### Task goal:
Pick out each line of the records below that contains the word "bird", and copy those lines.

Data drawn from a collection
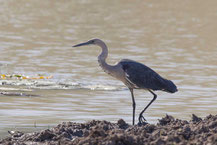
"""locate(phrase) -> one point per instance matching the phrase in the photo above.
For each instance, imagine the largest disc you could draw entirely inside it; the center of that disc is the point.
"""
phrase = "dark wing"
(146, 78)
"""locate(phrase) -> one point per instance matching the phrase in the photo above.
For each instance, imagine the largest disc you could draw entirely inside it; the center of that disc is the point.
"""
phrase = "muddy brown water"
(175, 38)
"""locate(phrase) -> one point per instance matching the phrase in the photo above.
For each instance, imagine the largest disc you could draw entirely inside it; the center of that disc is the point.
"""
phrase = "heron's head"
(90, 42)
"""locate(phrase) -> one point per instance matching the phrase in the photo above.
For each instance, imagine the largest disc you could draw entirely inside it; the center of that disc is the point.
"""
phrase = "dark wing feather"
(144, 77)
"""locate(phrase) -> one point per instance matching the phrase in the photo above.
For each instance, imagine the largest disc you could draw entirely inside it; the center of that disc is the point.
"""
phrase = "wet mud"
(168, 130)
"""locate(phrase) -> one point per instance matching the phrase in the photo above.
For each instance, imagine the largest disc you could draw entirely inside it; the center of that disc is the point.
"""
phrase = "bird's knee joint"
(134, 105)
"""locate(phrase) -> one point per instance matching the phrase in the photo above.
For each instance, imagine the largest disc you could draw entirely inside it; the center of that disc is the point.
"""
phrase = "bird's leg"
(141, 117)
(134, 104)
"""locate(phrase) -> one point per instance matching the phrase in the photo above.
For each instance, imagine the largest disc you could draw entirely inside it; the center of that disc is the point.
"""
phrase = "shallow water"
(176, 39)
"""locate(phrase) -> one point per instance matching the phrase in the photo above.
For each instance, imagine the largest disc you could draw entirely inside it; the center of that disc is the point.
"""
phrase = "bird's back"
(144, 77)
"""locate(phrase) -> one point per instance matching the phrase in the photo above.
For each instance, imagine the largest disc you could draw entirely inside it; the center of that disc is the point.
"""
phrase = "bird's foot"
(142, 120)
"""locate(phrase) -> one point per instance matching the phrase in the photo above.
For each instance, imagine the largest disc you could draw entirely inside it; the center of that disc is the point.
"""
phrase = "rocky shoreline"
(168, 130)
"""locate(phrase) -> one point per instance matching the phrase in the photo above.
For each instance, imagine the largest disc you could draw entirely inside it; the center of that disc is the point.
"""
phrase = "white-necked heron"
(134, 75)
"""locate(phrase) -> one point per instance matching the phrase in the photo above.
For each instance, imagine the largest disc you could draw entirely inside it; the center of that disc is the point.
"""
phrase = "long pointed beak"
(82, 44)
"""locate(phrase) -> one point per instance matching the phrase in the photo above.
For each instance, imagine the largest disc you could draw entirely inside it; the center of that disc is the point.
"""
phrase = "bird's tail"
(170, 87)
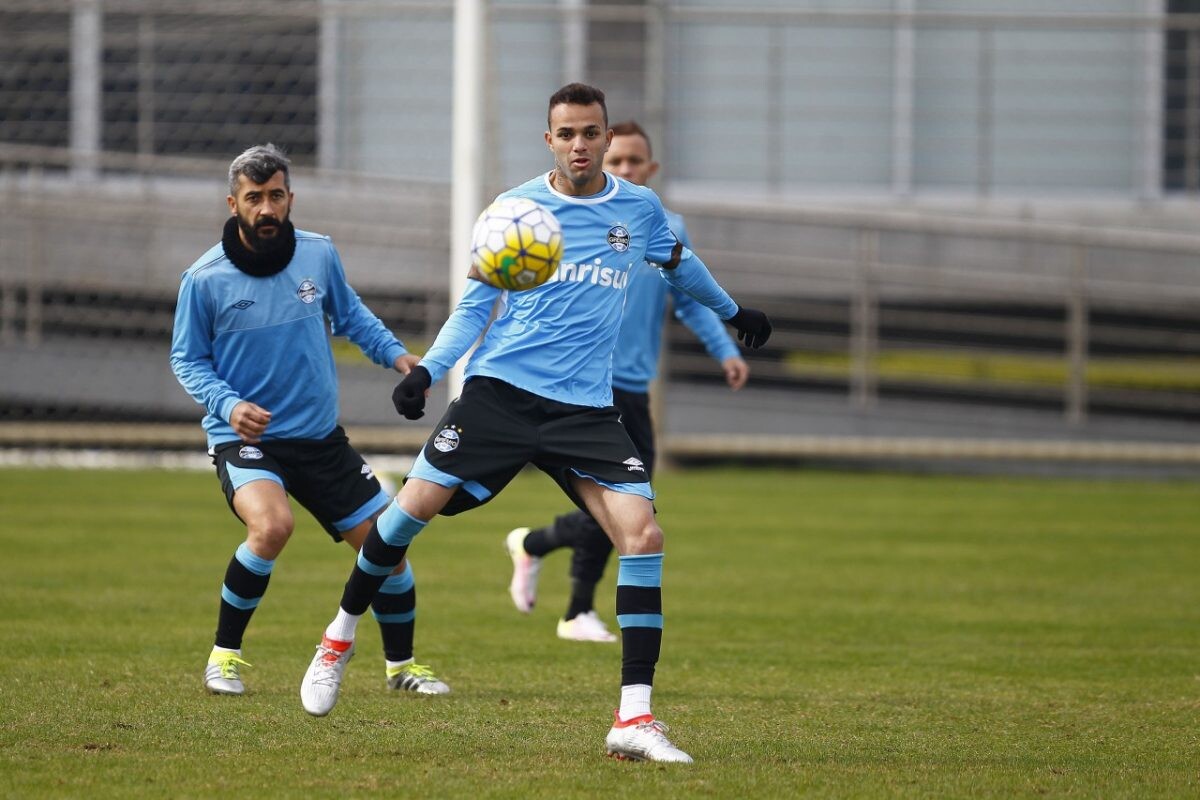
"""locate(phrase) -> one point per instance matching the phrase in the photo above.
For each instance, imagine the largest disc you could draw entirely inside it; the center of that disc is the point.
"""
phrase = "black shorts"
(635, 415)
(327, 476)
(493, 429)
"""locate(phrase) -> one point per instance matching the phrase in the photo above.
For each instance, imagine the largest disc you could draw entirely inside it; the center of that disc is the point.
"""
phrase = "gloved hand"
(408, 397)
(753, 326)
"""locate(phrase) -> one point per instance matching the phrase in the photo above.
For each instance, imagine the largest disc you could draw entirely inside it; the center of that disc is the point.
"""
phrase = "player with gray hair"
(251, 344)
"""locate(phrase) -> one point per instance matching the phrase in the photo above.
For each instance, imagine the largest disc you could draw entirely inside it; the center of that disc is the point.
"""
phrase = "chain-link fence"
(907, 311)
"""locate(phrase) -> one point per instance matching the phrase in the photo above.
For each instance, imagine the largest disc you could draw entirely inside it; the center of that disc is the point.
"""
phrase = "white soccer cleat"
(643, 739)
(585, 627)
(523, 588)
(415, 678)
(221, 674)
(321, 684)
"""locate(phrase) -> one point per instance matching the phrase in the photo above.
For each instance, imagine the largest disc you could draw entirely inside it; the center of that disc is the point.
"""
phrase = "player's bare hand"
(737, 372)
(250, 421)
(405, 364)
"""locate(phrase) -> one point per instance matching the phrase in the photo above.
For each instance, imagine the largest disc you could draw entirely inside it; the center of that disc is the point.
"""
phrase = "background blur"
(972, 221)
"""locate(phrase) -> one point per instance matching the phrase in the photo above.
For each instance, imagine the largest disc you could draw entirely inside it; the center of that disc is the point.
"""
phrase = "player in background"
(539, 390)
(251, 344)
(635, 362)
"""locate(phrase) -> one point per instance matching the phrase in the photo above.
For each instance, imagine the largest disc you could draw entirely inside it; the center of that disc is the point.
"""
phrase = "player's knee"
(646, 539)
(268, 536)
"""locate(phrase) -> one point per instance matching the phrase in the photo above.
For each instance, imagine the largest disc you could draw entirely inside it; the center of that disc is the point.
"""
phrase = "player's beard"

### Task response:
phrase = "bird's knee joint"
phrase = "bird's leg"
phrase = "bird's back"
phrase = "bird's foot"
phrase = "bird's tail"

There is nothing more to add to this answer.